▸ AIM OF THE EXERCISE: Reproduce the rows below verbatim, starting at the line that contains "Surveillance alert — the operator flagged the rose petal" and ending at the line that contains "xmin=10 ymin=46 xmax=175 ymax=103", with both of those lines included. Leave the pictures out of your output.

(Image annotation data)

⟨

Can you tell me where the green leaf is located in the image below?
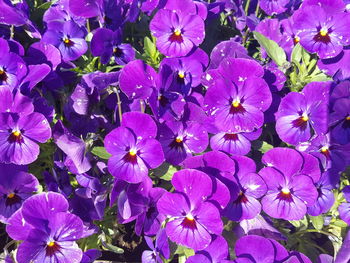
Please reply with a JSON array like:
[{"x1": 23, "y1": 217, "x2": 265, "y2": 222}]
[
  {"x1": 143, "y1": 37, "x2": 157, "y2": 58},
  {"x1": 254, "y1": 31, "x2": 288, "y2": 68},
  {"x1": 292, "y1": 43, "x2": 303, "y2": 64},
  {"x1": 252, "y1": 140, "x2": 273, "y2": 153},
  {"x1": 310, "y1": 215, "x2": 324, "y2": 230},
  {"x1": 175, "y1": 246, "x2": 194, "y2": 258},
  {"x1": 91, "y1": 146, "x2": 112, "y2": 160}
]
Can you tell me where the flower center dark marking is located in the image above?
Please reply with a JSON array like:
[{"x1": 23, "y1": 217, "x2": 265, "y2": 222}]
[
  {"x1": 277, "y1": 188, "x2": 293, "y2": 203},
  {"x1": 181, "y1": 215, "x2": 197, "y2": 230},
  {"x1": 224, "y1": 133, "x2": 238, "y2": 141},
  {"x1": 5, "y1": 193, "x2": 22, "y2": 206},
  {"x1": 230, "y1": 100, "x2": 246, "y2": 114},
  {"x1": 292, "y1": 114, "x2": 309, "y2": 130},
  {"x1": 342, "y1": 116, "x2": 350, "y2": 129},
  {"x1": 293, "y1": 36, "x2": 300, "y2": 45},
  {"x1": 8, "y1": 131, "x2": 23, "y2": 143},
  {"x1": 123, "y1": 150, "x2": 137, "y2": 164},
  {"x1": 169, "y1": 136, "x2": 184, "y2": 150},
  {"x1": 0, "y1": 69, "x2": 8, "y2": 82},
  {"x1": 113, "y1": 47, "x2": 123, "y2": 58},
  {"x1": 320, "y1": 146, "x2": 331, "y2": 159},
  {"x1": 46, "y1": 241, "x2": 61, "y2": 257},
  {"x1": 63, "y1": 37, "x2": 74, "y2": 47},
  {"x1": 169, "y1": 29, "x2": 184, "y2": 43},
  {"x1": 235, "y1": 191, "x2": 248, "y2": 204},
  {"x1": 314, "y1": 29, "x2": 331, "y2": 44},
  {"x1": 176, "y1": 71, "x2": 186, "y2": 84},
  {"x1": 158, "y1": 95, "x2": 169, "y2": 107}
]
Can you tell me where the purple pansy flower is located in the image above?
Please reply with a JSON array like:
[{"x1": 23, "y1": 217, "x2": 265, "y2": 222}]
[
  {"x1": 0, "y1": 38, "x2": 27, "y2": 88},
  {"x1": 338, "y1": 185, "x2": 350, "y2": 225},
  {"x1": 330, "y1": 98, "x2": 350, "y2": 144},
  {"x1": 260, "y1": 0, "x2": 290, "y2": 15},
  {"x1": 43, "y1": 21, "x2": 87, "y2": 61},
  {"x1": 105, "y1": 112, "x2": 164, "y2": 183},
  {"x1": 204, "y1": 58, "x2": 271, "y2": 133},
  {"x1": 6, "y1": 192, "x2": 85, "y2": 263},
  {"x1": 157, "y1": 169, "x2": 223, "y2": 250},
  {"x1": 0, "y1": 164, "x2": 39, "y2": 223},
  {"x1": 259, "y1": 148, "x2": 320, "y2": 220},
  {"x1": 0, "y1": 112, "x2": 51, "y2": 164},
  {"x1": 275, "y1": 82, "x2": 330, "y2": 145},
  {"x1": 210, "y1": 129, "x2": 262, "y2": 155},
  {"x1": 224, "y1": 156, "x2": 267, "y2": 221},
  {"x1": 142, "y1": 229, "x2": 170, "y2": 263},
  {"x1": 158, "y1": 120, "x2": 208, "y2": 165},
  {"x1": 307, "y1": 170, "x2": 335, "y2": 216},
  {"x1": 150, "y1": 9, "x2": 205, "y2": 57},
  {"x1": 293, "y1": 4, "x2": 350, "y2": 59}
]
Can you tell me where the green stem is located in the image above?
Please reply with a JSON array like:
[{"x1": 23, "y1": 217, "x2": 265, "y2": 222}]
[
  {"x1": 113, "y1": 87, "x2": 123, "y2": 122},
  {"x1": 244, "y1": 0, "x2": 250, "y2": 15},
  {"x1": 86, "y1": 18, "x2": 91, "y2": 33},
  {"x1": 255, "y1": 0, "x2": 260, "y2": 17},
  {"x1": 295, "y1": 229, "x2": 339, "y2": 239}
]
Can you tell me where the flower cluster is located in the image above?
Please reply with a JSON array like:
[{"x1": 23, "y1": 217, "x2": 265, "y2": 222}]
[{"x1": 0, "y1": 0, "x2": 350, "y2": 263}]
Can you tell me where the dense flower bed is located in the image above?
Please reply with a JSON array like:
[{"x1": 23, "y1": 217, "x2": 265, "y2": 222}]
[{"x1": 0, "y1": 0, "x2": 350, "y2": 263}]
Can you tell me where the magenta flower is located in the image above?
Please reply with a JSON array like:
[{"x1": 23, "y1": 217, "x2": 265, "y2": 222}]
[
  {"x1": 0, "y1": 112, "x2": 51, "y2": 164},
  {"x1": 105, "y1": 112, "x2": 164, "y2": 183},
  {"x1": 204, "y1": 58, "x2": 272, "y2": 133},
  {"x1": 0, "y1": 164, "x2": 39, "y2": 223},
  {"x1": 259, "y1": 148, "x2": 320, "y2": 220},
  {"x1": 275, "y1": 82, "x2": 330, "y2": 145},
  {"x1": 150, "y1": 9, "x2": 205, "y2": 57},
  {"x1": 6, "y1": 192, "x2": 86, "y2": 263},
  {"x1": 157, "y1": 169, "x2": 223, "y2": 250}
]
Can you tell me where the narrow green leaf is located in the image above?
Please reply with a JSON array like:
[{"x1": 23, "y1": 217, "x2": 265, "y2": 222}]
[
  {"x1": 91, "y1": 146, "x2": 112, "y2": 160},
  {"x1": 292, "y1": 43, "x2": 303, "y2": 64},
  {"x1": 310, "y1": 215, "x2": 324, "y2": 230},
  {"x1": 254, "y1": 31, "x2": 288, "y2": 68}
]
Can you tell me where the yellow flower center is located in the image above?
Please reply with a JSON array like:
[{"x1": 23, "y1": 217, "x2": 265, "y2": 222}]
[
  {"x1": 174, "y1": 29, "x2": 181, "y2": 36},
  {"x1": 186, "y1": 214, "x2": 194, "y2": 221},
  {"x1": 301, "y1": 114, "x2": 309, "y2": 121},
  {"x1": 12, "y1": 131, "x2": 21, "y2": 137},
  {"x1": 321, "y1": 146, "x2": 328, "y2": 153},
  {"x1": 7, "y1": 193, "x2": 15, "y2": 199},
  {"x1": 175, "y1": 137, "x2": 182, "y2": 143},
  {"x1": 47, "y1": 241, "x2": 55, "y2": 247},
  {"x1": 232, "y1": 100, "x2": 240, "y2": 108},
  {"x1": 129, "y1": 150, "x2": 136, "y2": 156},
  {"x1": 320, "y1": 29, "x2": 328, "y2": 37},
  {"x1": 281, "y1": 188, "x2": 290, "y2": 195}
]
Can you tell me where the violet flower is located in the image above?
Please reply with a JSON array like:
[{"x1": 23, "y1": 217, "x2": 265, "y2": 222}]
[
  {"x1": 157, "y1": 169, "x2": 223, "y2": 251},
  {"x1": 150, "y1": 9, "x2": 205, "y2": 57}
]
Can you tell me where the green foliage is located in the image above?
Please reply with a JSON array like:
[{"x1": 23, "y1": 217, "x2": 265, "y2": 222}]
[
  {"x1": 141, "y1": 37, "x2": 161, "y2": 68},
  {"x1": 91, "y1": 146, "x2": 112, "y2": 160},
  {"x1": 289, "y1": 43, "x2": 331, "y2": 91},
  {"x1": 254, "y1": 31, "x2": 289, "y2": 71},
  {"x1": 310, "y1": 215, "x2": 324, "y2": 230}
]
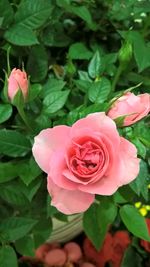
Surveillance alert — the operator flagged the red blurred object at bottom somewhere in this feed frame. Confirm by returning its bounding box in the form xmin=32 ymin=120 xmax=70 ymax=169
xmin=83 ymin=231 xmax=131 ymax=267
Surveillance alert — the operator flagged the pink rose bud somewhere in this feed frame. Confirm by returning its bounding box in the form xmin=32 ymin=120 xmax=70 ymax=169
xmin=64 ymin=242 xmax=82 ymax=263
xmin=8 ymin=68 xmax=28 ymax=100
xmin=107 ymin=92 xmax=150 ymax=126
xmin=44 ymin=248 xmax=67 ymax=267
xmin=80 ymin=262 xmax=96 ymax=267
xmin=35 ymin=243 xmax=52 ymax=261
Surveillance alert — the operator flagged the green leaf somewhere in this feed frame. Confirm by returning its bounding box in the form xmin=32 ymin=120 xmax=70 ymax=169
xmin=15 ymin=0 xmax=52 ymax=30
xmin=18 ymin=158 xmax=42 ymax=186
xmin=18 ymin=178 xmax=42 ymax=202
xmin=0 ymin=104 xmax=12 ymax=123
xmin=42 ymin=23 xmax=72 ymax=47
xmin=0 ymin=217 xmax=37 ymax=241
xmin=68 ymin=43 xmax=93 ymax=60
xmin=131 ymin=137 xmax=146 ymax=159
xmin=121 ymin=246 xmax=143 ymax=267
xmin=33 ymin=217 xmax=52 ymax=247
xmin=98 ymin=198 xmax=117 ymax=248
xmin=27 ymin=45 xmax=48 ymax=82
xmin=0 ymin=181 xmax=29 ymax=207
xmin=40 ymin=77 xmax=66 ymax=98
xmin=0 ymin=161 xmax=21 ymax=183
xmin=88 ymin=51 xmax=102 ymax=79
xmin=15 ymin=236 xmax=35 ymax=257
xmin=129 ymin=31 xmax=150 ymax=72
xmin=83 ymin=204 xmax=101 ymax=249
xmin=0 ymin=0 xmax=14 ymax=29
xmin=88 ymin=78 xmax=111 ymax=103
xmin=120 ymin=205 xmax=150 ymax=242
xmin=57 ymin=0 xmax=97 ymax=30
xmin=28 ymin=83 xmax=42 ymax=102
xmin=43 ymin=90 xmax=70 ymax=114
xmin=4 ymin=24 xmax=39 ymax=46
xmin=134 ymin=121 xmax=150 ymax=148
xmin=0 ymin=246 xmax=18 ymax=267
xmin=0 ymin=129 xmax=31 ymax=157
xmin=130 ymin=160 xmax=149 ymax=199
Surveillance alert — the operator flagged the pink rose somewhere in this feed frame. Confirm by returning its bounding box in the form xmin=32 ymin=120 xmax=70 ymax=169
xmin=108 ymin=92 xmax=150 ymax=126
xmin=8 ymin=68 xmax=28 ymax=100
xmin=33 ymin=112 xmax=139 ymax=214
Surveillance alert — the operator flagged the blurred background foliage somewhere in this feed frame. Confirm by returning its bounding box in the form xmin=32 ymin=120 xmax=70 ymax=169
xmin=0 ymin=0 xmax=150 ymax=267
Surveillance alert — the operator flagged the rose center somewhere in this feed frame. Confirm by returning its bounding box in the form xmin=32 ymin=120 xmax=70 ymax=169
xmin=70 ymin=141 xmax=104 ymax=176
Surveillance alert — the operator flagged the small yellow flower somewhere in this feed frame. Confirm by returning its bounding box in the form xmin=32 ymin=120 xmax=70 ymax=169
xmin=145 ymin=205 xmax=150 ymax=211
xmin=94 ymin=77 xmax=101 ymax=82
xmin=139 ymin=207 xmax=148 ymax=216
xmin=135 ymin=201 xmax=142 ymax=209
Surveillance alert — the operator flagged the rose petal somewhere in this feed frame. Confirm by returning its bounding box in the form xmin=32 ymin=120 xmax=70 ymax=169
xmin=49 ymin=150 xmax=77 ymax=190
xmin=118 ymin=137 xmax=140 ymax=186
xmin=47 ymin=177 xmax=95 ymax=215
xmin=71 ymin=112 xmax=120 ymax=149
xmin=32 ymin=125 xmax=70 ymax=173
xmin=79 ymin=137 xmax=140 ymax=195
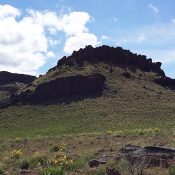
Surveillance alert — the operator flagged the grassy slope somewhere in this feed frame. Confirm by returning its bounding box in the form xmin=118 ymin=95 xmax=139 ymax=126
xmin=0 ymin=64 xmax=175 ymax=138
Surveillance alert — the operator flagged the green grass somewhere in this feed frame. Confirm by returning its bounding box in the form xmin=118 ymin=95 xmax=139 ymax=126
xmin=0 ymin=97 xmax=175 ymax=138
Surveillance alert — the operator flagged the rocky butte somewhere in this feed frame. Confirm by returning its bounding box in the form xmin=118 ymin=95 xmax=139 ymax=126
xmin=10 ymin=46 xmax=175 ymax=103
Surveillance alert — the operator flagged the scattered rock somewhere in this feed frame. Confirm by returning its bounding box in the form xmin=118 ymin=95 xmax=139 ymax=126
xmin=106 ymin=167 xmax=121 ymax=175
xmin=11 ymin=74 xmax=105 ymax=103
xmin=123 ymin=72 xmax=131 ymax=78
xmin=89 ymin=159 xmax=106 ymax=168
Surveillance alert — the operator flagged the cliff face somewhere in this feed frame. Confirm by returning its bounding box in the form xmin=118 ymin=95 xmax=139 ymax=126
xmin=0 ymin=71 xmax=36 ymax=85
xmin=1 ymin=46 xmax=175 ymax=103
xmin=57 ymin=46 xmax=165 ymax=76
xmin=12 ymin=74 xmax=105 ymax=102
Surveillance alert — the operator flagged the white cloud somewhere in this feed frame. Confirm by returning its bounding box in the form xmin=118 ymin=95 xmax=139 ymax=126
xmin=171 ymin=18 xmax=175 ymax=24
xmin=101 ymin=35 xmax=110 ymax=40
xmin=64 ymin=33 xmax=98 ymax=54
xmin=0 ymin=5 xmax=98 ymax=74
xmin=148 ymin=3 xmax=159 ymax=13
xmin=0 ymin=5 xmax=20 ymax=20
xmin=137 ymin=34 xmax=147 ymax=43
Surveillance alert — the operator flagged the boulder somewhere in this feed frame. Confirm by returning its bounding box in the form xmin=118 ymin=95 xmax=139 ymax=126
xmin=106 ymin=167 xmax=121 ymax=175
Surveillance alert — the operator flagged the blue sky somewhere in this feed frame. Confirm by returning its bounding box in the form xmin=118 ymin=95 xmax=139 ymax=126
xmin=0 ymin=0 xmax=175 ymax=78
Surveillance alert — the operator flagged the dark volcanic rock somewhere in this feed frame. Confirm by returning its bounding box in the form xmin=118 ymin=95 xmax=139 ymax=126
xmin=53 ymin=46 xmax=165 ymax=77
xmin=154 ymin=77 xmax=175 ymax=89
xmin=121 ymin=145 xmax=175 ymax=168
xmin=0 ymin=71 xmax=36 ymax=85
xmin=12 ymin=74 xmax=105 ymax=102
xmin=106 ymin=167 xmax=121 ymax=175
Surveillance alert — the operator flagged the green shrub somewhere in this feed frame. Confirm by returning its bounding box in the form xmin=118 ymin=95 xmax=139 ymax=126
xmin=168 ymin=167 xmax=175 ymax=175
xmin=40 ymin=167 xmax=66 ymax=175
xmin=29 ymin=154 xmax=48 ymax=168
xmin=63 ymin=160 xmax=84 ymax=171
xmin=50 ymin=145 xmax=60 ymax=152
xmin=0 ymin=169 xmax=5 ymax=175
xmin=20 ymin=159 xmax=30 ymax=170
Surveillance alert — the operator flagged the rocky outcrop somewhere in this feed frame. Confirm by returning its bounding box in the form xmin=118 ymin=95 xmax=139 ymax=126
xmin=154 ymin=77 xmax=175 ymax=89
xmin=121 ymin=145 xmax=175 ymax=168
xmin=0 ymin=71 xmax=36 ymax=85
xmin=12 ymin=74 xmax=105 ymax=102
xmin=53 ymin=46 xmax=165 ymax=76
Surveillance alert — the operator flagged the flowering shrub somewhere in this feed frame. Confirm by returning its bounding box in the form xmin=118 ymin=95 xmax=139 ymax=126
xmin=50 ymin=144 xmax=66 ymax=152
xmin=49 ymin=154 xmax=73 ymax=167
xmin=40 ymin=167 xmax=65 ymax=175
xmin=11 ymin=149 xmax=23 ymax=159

⟩

▸ FINAL RESULT:
Surveillance alert — the operator flagged the rose petal somewhere in this feed frame. Confirm by returning its bounding box in the form xmin=32 ymin=120 xmax=70 ymax=169
xmin=49 ymin=150 xmax=77 ymax=190
xmin=118 ymin=137 xmax=140 ymax=186
xmin=47 ymin=177 xmax=95 ymax=215
xmin=71 ymin=112 xmax=120 ymax=149
xmin=32 ymin=125 xmax=70 ymax=173
xmin=79 ymin=137 xmax=140 ymax=195
Surveillance alert — the operator flagged the grassy slope somewhere in this feed frame. Confirm by returning its bounding box in the form xmin=118 ymin=95 xmax=139 ymax=126
xmin=0 ymin=64 xmax=175 ymax=138
Surveillance alert — the operator flagged the green grass somewhere in this feed frame. Confirm by returning its bounding box in the form xmin=118 ymin=95 xmax=139 ymax=126
xmin=0 ymin=97 xmax=175 ymax=138
Surveillance alert — the operator flagged the rocky butte somewhere in this feed frame. Confirm by returning its bounding box in the form xmin=118 ymin=95 xmax=139 ymax=126
xmin=10 ymin=46 xmax=175 ymax=103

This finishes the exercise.